> [Exercise passage]
_ _ _ _ _ _ _
The T. Rex owes its fame to its colossal size and two unique anatomical characteristics: the gigantic skull and the tiny arms. Two almost vestigial limbs, which give a touch of comedy to what was otherwise the most terrifying predator of the Cretaceous. How are they born? This is explained by research from University College London and the University of Cambridge, which analyzed the biological and biomechanical factors that over the course of evolution have reduced the size of the forelimbs of T. Rex, and at least five other groups of ancient prehistoric reptiles.
The correlation between skull and limbs
The research examined data relating to 82 species of theropods, including several members of the tyrannosaurid family (which also includes T. Rex). The results, published in the Proceedings of the Royal Society B Biological Sciences, highlight a direct link between the shortening of the forelimbs and the increasing size of the skull. “It’s a case of ‘use it or lose it’ – explains Charlie Scherer, paleontologist at University College London – because the head has taken the place of the arms as a method of attachment”.
The hypothesis is therefore that the progressive strengthening of the cranial structures in these ancient reptiles, combined with a growing increase in the size of their prey, gradually made the front legs obsolete for the subjugation of prey, creating an evolutionary feedback that pushed towards jaws capable of exerting destructive pressures, while at the same time miniaturizing the forelimbs, which are increasingly less used for hunting and useless for locomotion.
_ _ _ _ _ _ _
> [Provided information]
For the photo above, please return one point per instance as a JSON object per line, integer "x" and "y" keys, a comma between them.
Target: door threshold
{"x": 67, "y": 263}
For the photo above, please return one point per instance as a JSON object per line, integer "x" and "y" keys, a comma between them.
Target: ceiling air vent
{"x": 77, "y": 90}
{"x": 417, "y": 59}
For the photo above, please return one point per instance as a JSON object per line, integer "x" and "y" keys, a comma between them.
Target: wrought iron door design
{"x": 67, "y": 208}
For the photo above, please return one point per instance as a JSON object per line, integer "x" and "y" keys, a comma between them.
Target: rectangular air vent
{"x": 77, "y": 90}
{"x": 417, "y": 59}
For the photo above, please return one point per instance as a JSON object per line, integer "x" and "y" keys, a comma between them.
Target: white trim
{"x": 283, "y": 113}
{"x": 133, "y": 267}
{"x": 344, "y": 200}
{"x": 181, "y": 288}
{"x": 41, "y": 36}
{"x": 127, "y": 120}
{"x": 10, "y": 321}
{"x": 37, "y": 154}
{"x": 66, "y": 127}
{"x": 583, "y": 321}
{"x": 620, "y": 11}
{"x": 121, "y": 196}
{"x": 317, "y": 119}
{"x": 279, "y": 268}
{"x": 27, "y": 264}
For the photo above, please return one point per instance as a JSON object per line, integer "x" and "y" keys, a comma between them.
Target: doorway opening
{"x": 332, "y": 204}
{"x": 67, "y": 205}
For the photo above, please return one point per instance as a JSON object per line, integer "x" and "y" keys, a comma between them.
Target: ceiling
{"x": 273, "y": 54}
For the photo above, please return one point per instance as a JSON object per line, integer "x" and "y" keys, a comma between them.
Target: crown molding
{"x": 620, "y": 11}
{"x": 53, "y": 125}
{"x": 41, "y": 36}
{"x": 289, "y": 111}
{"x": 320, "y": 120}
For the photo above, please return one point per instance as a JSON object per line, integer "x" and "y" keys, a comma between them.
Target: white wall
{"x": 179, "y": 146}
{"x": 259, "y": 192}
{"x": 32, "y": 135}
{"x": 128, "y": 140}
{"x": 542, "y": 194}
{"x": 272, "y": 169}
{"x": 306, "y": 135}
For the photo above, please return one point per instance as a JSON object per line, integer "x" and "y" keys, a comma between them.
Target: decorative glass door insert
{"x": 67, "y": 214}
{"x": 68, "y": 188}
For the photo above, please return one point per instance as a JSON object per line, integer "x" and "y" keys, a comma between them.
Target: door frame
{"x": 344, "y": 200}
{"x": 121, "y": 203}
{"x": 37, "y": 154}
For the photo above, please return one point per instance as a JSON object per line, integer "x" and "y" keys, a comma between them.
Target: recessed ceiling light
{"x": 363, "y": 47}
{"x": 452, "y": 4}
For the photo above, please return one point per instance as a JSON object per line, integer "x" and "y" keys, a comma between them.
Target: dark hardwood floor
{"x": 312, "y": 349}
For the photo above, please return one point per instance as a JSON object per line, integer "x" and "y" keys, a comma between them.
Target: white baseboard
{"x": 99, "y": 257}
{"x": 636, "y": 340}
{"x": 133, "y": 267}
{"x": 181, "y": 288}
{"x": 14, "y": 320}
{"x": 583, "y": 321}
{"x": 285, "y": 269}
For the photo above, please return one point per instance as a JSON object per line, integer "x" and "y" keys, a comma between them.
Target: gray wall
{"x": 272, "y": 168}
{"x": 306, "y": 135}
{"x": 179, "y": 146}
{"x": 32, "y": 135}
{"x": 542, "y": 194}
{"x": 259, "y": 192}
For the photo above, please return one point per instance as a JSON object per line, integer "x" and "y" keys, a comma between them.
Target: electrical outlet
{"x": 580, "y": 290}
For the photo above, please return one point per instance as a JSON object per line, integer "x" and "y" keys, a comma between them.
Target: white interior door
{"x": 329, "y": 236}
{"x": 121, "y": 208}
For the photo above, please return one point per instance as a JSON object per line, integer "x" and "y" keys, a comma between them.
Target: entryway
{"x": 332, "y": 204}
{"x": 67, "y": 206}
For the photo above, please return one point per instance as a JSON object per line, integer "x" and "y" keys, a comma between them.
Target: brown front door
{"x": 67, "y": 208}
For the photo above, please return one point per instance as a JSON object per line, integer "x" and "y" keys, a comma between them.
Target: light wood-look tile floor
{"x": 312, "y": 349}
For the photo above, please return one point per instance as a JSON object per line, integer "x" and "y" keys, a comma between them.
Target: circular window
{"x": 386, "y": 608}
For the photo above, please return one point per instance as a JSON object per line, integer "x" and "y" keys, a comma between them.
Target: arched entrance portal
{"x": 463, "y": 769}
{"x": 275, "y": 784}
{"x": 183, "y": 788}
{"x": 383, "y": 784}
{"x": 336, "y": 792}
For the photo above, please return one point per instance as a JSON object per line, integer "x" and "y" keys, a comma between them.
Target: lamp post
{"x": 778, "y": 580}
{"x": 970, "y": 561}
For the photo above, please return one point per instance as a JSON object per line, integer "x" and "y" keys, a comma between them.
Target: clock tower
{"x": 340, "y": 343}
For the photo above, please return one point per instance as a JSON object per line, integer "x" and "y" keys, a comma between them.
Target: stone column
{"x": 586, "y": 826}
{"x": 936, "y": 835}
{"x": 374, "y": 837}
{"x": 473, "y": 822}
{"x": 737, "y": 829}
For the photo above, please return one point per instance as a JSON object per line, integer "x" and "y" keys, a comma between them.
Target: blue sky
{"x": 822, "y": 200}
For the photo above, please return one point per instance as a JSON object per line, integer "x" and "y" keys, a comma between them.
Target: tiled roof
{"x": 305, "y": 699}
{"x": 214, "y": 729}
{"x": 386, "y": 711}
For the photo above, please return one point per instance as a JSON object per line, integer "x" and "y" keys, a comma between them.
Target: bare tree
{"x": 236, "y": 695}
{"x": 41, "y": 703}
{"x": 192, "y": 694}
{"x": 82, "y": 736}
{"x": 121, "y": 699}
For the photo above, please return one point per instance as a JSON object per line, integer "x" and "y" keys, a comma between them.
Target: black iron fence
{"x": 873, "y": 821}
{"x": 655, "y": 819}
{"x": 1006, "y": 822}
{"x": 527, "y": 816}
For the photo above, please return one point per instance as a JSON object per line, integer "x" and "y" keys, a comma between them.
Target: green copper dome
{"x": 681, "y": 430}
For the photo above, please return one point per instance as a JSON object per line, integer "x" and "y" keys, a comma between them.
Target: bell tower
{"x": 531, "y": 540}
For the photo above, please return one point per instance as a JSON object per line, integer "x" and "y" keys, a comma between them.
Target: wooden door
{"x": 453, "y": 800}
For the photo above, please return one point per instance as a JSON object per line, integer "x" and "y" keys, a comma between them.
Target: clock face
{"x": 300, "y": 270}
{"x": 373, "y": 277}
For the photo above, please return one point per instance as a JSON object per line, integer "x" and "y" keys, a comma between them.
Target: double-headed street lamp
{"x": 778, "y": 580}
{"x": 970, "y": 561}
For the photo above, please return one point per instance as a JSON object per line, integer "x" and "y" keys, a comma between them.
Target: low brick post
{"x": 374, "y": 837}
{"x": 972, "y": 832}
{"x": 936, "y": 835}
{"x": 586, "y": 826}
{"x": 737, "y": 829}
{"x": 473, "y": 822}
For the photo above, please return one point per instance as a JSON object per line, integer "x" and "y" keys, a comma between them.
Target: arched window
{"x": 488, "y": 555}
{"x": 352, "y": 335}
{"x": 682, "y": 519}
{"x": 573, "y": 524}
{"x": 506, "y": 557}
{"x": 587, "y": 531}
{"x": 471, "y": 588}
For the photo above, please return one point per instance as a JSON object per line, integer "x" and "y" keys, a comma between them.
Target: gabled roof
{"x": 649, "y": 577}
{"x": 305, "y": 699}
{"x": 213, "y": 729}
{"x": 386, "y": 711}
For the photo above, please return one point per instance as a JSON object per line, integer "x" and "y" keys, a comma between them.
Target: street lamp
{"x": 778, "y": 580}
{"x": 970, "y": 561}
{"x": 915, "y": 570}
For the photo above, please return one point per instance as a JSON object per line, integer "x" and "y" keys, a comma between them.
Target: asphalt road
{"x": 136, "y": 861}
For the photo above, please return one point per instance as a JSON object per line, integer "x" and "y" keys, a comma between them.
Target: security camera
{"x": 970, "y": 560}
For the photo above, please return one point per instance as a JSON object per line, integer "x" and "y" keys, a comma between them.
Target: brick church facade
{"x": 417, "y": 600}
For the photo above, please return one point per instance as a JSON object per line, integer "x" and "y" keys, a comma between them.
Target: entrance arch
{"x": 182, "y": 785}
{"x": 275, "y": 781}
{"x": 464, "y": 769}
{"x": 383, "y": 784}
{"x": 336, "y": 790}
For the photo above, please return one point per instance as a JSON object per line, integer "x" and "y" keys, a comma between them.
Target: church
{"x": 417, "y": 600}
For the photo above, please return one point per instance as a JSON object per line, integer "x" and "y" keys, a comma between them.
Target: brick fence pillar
_ _ _ _ _ _ _
> [Instructions]
a: Repeat word for word the stretch of the T. Rex passage from "The T. Rex owes" through "ancient prehistoric reptiles.".
b: Translate this sentence from the T. Rex passage into Spanish: "The research examined data relating to 82 species of theropods, including several members of the tyrannosaurid family (which also includes T. Rex)."
The material comes from a separate source.

> [Answers to each task]
a:
The T. Rex owes its fame to its colossal size and two unique anatomical characteristics: the gigantic skull and the tiny arms. Two almost vestigial limbs, which give a touch of comedy to what was otherwise the most terrifying predator of the Cretaceous. How are they born? This is explained by research from University College London and the University of Cambridge, which analyzed the biological and biomechanical factors that over the course of evolution have reduced the size of the forelimbs of T. Rex, and at least five other groups of ancient prehistoric reptiles.

b: La investigación examinó datos relativos a 82 especies de terópodos, entre ellos varios miembros de la familia de los tiranosáuridos (que también incluye al T. Rex).